[Raw records start]

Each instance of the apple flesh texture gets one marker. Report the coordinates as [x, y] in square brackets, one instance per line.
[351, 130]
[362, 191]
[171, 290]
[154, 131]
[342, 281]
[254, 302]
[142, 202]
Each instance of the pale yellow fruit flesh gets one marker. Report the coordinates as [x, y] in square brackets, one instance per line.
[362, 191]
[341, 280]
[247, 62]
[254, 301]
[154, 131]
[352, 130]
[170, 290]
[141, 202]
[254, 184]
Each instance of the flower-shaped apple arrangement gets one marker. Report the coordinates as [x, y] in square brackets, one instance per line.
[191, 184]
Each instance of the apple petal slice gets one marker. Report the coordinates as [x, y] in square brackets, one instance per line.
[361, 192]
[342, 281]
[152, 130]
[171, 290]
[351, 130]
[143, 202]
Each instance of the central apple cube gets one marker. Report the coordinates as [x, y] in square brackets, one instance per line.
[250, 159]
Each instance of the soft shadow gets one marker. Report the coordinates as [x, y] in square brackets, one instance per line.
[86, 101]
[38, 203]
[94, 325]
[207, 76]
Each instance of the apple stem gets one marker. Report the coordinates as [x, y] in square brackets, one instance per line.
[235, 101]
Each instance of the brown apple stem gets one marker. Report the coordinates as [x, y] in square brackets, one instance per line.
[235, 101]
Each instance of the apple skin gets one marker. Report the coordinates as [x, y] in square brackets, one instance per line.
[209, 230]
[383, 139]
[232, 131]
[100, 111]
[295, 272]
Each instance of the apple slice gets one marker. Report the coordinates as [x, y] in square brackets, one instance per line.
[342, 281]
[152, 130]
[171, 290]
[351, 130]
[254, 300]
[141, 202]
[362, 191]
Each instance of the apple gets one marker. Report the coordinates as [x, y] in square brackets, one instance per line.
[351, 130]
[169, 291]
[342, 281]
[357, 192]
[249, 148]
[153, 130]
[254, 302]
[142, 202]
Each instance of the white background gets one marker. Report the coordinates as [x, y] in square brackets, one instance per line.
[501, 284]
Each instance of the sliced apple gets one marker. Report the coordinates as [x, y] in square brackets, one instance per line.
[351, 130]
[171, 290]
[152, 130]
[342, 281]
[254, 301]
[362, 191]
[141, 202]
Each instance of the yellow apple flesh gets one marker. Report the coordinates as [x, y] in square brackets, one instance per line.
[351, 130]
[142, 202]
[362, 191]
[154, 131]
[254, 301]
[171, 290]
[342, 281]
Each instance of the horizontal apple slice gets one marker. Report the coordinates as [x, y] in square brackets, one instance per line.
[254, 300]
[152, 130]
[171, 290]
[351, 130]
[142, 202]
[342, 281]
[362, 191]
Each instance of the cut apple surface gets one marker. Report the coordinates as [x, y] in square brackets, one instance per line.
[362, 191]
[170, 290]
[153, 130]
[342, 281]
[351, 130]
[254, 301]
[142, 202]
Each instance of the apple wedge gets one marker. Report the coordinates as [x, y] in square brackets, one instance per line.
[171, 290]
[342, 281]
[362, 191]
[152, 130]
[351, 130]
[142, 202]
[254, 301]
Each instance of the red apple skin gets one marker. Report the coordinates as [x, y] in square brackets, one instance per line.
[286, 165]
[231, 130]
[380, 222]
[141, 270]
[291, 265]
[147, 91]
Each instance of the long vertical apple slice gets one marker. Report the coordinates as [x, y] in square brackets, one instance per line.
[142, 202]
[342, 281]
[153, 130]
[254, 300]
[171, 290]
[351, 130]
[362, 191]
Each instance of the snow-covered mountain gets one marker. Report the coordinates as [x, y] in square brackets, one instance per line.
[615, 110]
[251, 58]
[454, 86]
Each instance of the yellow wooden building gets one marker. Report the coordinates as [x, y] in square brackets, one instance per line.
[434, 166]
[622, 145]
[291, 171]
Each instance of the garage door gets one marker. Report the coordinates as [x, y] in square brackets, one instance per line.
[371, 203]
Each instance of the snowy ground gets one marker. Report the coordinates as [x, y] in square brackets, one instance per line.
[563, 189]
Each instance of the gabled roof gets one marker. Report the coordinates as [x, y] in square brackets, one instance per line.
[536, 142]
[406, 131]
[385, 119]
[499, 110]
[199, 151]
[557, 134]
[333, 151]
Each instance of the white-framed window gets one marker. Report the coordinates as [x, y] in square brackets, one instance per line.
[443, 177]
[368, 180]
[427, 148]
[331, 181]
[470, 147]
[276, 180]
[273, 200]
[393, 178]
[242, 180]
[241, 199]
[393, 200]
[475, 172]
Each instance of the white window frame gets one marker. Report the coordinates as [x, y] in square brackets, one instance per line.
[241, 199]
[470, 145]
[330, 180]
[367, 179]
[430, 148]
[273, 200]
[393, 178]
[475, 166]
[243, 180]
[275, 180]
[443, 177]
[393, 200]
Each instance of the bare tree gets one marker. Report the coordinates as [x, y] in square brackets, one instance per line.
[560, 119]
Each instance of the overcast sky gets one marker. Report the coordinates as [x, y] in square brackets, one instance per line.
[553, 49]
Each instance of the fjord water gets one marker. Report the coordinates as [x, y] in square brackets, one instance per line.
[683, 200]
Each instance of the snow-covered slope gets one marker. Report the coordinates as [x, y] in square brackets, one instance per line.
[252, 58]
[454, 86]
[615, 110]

[Raw records end]

▸ Written instruction: Give a word-for-word copy of the records.

▸ Worked solution:
Each instance of the apple flesh texture gets one marker. Report the coordinates as [x, y] in square brackets, one instance per line.
[351, 130]
[362, 191]
[171, 290]
[154, 131]
[342, 281]
[254, 302]
[142, 202]
Each instance of the pale yellow fruit flesh gets one marker. Report the coordinates as [x, y] in square brackets, one instance per line.
[362, 191]
[341, 280]
[247, 62]
[254, 301]
[154, 131]
[352, 130]
[170, 290]
[141, 202]
[254, 184]
Each instance of the flower-shaped apple arrangement gets one marker. Report the coordinates as [x, y] in square brackets, one instance per line.
[191, 184]
Each instance of the apple petal slice gets one marker. Report the coordinates as [x, y] in square brackets, one instance per line.
[361, 192]
[342, 281]
[152, 130]
[171, 290]
[351, 130]
[143, 202]
Each instance of the central apple cube gets one marker. Report the coordinates as [x, y] in square brackets, one instance per line.
[250, 159]
Each instance of the soft shadow gets one marker. Report the coordinates as [x, y] in square brackets, one instance per line.
[86, 101]
[38, 203]
[94, 325]
[207, 76]
Each instance of the apple stem gets one marker. Report the coordinates as [x, y] in square brackets, one instance per line.
[235, 101]
Each instance of the brown apple stem gets one marker. Report the coordinates as [x, y] in square brackets, one instance per line.
[235, 101]
Each instance of the apple skin gets one marker. Report the coordinates as [x, y] in square brackets, one instance per line.
[209, 230]
[383, 139]
[232, 131]
[100, 111]
[295, 272]
Each instance of the apple slice gets one marker. Report the coordinates as [x, y] in square brackets, one instance per line.
[342, 281]
[152, 130]
[171, 290]
[351, 130]
[254, 300]
[141, 202]
[362, 191]
Each instance of the apple gets one marker. Report the coordinates as [x, y] in square brackets, one instance per line.
[351, 130]
[169, 291]
[342, 281]
[357, 192]
[249, 148]
[153, 130]
[254, 302]
[142, 202]
Each instance of the white background gets one marker. Report the coordinates as [x, y] in square brackets, one instance per line.
[501, 284]
Each instance of the sliced apple gets one marker. Report the coordinates as [x, y] in square brackets, one instance per line.
[351, 130]
[171, 290]
[152, 130]
[342, 281]
[254, 301]
[362, 191]
[141, 202]
Each instance of the yellow apple flesh gets one marker. Report the coordinates as [x, y] in square brackets, one instance per line.
[351, 130]
[142, 202]
[362, 191]
[154, 131]
[254, 301]
[171, 290]
[342, 281]
Each instance of the horizontal apple slice gets one marker. Report the coordinates as [x, y] in square brackets, one instance per line.
[254, 300]
[152, 130]
[171, 290]
[351, 130]
[142, 202]
[342, 281]
[362, 191]
Each instance of the cut apple surface gets one marker. Report the coordinates as [x, y] in square brackets, one instance per line.
[362, 191]
[170, 290]
[153, 130]
[342, 281]
[351, 130]
[254, 301]
[142, 202]
Each instance of the apple wedge gets one marker. Report the coordinates as [x, y] in square brackets, one instance per line.
[171, 290]
[342, 281]
[362, 191]
[152, 130]
[351, 130]
[142, 202]
[254, 301]
Each instance of the red apple skin gets one marker. Report the coordinates as [x, y] in square brackets, one instance per line.
[286, 165]
[231, 130]
[380, 222]
[141, 270]
[291, 265]
[147, 91]
Each instance of the long vertical apple slice gets one marker. Report the coordinates as [x, y] in square brackets, one instance per line.
[142, 202]
[342, 281]
[153, 130]
[254, 300]
[171, 290]
[351, 130]
[362, 191]
Each instance of the snow-covered mountain gets one marker. Report the coordinates as [x, y] in square brackets, one instance per line.
[615, 110]
[251, 58]
[454, 86]
Each instance of the yellow wooden building gets one marker. Report the coordinates as [x, y] in square brackets, one instance per line.
[434, 166]
[622, 145]
[291, 171]
Each instance of the garage door gets one marker. Report the coordinates as [x, y] in square brackets, one instance per line.
[371, 203]
Each instance of the snowy ground gets one marker. Report the coordinates as [x, y] in square brackets, one instance per line.
[563, 189]
Each instance of the gabled roof gets one marker. Report the coordinates as [x, y] in square brackets, one instance per line.
[536, 142]
[406, 131]
[385, 119]
[499, 110]
[199, 151]
[557, 134]
[333, 151]
Each instance of the white-framed window gets one marker. Report the coordinates as [x, y] in square brackets, one instance per line.
[443, 177]
[368, 180]
[427, 148]
[331, 181]
[470, 147]
[276, 180]
[273, 200]
[393, 178]
[242, 180]
[241, 199]
[393, 200]
[475, 172]
Each instance of the white window frame gets one marker. Report the coordinates as [x, y] in square brackets, one instance per line.
[241, 199]
[470, 145]
[330, 180]
[367, 179]
[430, 148]
[273, 200]
[393, 178]
[475, 166]
[243, 180]
[275, 180]
[443, 177]
[393, 200]
Each instance of the bare tree gets one marker. Report the coordinates as [x, y] in square brackets, one instance per line.
[560, 119]
Each instance of the overcast sky gets one marker. Report the coordinates as [x, y] in square brackets, one instance per line.
[553, 49]
Each instance of the fjord water gets one marker. Report the coordinates as [x, y] in square brackets, one instance per line.
[683, 200]
Each instance of the snow-covered slope gets one marker. Report the coordinates as [x, y] in square brackets, one instance per line.
[252, 58]
[454, 86]
[615, 110]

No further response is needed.